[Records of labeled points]
☆ ☆ ☆ ☆
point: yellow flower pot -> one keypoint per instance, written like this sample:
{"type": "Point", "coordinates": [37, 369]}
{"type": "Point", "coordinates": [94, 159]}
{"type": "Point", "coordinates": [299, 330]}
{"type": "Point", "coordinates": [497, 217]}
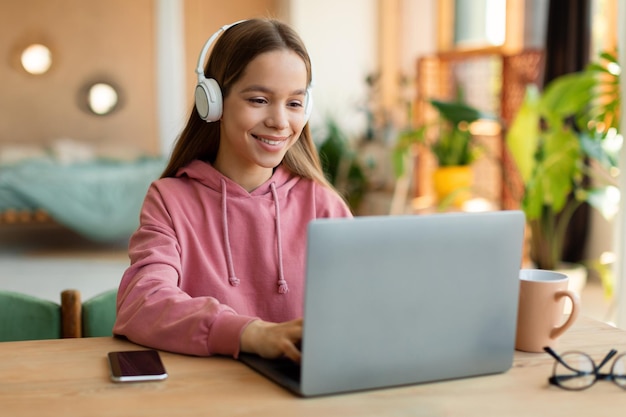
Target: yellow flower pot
{"type": "Point", "coordinates": [453, 184]}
☆ ☆ ☆ ☆
EXERCISE GOAL:
Rewrite the listing above with "flower pot" changed to "planter" everywhere, keeping everything else as it is and omitting the pictures.

SOLUTION TO THIS PROBLEM:
point: yellow planter -> one keypoint per instance, written like this sample:
{"type": "Point", "coordinates": [37, 369]}
{"type": "Point", "coordinates": [94, 159]}
{"type": "Point", "coordinates": [299, 330]}
{"type": "Point", "coordinates": [497, 217]}
Target: yellow planter
{"type": "Point", "coordinates": [453, 184]}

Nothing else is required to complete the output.